+++ Material supplied

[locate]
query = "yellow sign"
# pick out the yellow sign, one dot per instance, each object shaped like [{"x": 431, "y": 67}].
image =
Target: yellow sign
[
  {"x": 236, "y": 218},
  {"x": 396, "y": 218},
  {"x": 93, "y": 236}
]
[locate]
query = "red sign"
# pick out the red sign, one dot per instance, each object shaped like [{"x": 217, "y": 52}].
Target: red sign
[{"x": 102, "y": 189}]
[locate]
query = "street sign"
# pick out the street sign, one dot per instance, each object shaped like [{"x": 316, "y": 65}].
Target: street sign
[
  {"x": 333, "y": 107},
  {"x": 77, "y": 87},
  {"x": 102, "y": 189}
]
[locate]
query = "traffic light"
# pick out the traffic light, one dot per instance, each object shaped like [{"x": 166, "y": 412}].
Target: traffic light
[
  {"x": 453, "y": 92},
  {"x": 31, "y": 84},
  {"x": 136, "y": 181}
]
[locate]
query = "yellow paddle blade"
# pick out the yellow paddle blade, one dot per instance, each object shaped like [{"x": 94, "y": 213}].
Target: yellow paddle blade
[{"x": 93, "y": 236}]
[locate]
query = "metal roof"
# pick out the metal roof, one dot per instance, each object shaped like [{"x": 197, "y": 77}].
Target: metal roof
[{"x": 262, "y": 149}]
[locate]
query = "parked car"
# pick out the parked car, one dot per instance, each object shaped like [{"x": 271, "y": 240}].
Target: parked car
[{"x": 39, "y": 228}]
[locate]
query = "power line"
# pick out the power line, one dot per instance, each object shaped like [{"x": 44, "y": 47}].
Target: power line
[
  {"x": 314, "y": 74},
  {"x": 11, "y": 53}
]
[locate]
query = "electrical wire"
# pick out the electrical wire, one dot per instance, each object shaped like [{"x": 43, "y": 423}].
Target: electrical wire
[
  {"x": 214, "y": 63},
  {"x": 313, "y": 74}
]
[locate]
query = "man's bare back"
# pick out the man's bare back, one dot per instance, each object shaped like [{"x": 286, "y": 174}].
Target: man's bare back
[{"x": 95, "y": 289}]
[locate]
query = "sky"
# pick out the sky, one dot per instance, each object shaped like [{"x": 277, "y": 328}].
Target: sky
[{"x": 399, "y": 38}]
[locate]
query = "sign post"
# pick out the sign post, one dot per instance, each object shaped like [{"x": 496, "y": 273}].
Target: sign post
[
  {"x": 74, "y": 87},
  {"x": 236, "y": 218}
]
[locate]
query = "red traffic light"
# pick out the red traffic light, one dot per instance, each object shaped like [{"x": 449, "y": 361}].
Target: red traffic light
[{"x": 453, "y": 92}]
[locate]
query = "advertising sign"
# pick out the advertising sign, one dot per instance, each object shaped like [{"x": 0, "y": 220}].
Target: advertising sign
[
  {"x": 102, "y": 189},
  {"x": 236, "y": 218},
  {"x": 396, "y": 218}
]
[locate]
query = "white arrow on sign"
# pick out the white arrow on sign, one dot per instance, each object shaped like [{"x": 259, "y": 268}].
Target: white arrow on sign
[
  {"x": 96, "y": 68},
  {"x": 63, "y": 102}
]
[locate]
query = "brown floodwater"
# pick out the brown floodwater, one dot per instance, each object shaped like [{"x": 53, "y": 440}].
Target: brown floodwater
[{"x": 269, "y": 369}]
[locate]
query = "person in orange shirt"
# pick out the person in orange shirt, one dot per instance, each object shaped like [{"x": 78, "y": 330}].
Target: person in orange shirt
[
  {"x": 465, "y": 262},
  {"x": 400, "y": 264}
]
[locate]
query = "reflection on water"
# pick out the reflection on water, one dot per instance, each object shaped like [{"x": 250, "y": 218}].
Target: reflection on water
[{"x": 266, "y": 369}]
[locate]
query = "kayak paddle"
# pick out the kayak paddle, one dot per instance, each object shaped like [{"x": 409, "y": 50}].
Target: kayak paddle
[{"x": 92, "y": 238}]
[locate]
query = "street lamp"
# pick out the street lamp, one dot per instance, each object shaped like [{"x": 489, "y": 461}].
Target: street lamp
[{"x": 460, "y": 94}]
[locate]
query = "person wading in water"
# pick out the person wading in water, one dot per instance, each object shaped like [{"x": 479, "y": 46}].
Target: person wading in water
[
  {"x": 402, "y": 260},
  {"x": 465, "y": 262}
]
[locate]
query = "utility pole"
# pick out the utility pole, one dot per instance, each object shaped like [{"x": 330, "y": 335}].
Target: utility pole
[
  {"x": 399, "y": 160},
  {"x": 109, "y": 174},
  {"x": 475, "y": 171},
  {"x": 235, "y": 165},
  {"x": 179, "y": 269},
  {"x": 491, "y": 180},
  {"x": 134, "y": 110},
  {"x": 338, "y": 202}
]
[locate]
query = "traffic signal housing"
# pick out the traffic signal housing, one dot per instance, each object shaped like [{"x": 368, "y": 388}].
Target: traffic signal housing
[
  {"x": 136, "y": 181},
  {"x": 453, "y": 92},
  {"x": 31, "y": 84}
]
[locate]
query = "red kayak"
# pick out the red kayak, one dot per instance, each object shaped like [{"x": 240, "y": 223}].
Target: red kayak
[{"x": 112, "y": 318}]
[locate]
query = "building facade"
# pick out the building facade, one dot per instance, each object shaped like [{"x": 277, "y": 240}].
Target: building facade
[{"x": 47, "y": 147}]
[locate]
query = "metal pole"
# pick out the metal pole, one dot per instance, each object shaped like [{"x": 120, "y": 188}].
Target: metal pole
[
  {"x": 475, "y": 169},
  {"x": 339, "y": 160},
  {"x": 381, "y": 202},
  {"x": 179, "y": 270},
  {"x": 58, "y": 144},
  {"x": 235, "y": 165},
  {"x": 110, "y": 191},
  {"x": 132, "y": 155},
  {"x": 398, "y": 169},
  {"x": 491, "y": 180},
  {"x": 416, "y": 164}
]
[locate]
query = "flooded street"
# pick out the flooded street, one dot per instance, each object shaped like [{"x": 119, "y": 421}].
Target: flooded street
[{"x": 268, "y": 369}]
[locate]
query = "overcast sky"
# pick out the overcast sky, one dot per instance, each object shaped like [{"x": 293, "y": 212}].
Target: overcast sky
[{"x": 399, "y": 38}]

++++++

The answer is every entry, copied word for word.

[locate]
query = "yellow sign"
# pick out the yellow sign, one dot per instance, each object shaped like [{"x": 431, "y": 67}].
image =
Target: yellow sign
[
  {"x": 236, "y": 218},
  {"x": 396, "y": 218},
  {"x": 93, "y": 236}
]
[locate]
query = "red sign"
# pick out the red sign, one dot per instance, each object shaped like [{"x": 217, "y": 52}].
Target: red sign
[{"x": 102, "y": 189}]
[locate]
query = "street sign"
# pick out the street sign, one dot per instance, each object shaped like [{"x": 316, "y": 65}].
Target: street sign
[
  {"x": 333, "y": 107},
  {"x": 77, "y": 87},
  {"x": 102, "y": 189}
]
[locate]
query = "traffic light"
# pick out the traffic light, one dot per instance, each object shaped like [{"x": 166, "y": 412}].
Target: traffic light
[
  {"x": 453, "y": 92},
  {"x": 31, "y": 84},
  {"x": 136, "y": 181}
]
[locate]
query = "yellow paddle blade"
# pick out the yellow paddle blade, one dot per instance, each object shaped like [{"x": 94, "y": 213}].
Target: yellow paddle blade
[{"x": 93, "y": 236}]
[locate]
query = "metal roof"
# pick out the metal roof, one dot per instance, each object shaped like [{"x": 197, "y": 77}].
Target: metal roof
[{"x": 262, "y": 149}]
[locate]
query = "parked car"
# pick out the parked car, one dot per instance, each object shaped like [{"x": 271, "y": 240}].
Target: parked car
[{"x": 39, "y": 228}]
[locate]
query = "power line"
# pick out the power line, one dot per instance, each object shaped like [{"x": 44, "y": 47}].
Target: power line
[
  {"x": 314, "y": 74},
  {"x": 11, "y": 53}
]
[locate]
query = "electrical wire"
# pick out the electrical wire, one dot per instance, each object shaped like [{"x": 43, "y": 423}].
Target: electrical wire
[
  {"x": 214, "y": 63},
  {"x": 313, "y": 74}
]
[locate]
query = "man's bare back"
# pick out the man's bare back, one dot per instance, each object shaped like [{"x": 286, "y": 174}].
Target: man's bare back
[{"x": 95, "y": 289}]
[locate]
query = "sky"
# pick out the sky, one dot per instance, each object shaped like [{"x": 277, "y": 328}].
Target: sky
[{"x": 399, "y": 38}]
[locate]
query = "sign post"
# pick out the sign post, one dot per instance, each object shaped like [{"x": 496, "y": 273}].
Target: sign post
[
  {"x": 74, "y": 87},
  {"x": 236, "y": 218}
]
[locate]
query = "red traffic light"
# pick out the red traffic light, one dot per instance, each object shaped like [{"x": 449, "y": 361}].
Target: red traffic light
[{"x": 453, "y": 92}]
[locate]
query = "advertising sign"
# pick out the advertising sign, one dot per instance, each object shaped like [{"x": 0, "y": 220}].
Target: advertising sign
[
  {"x": 102, "y": 189},
  {"x": 236, "y": 218},
  {"x": 396, "y": 218}
]
[locate]
query = "white arrow on sign"
# pick out the white arrow on sign, one dot per instance, each object shaped like [{"x": 259, "y": 268}].
Target: white arrow on sign
[
  {"x": 96, "y": 68},
  {"x": 63, "y": 102}
]
[locate]
query = "brown floodwater"
# pick out the brown floodwater, one dot per instance, each object shaped like [{"x": 53, "y": 440}].
Target: brown floodwater
[{"x": 269, "y": 369}]
[locate]
query = "person in orange shirt"
# pick out the person in orange shirt, one dot per instance, each object shaped like [{"x": 78, "y": 330}].
Target: person in orange shirt
[
  {"x": 465, "y": 262},
  {"x": 400, "y": 264}
]
[locate]
query = "reflection on water"
# pick out the reflection on water, one dot per instance, each object shaped like [{"x": 250, "y": 218}].
Target: reflection on water
[{"x": 266, "y": 369}]
[locate]
query = "kayak paddle"
# pick out the kayak paddle, one dot per instance, each object shaped like [{"x": 409, "y": 50}].
Target: kayak paddle
[{"x": 92, "y": 238}]
[locate]
query = "street lamp"
# pick out the street lamp, one dot per instance, each object shaped like [{"x": 489, "y": 461}].
Target: street lamp
[{"x": 460, "y": 94}]
[locate]
query = "person wading in water"
# pick out the person wading in water, one dot per instance, each object shaped like [{"x": 479, "y": 46}].
Target: person wading in water
[
  {"x": 402, "y": 260},
  {"x": 465, "y": 262}
]
[locate]
query = "utility pole"
# pick out the utility pole, one dot per instance, each object shaped like [{"x": 330, "y": 335}].
Target: utility pole
[
  {"x": 399, "y": 160},
  {"x": 109, "y": 174},
  {"x": 475, "y": 171},
  {"x": 235, "y": 165},
  {"x": 179, "y": 269},
  {"x": 491, "y": 180},
  {"x": 134, "y": 110},
  {"x": 338, "y": 202}
]
[locate]
query = "traffic signal housing"
# pick out the traffic signal housing, one dot per instance, each object shaped like [{"x": 368, "y": 388}].
Target: traffic signal housing
[
  {"x": 136, "y": 181},
  {"x": 453, "y": 92},
  {"x": 31, "y": 84}
]
[locate]
query = "red kayak"
# pick out the red kayak, one dot per instance, each object shaped like [{"x": 240, "y": 223}].
Target: red kayak
[{"x": 112, "y": 318}]
[locate]
query = "building facade"
# pick out the building facade, one dot per instance, each object shaped like [{"x": 277, "y": 240}].
Target: building facade
[{"x": 47, "y": 147}]
[locate]
query = "metal pole"
# pick out the metal pole, one dot per instance, each object shaped like [{"x": 120, "y": 188}].
Target: metal pole
[
  {"x": 475, "y": 169},
  {"x": 339, "y": 160},
  {"x": 381, "y": 202},
  {"x": 179, "y": 270},
  {"x": 58, "y": 144},
  {"x": 235, "y": 165},
  {"x": 110, "y": 191},
  {"x": 132, "y": 155},
  {"x": 398, "y": 169},
  {"x": 491, "y": 180},
  {"x": 416, "y": 164}
]
[locate]
query = "flooded street"
# pick out the flooded street, one dot per instance, each object shaped like [{"x": 119, "y": 421}].
Target: flooded street
[{"x": 268, "y": 369}]
[locate]
query = "overcast sky"
# pick out the overcast sky, one dot per instance, each object shaped like [{"x": 293, "y": 212}].
Target: overcast sky
[{"x": 399, "y": 38}]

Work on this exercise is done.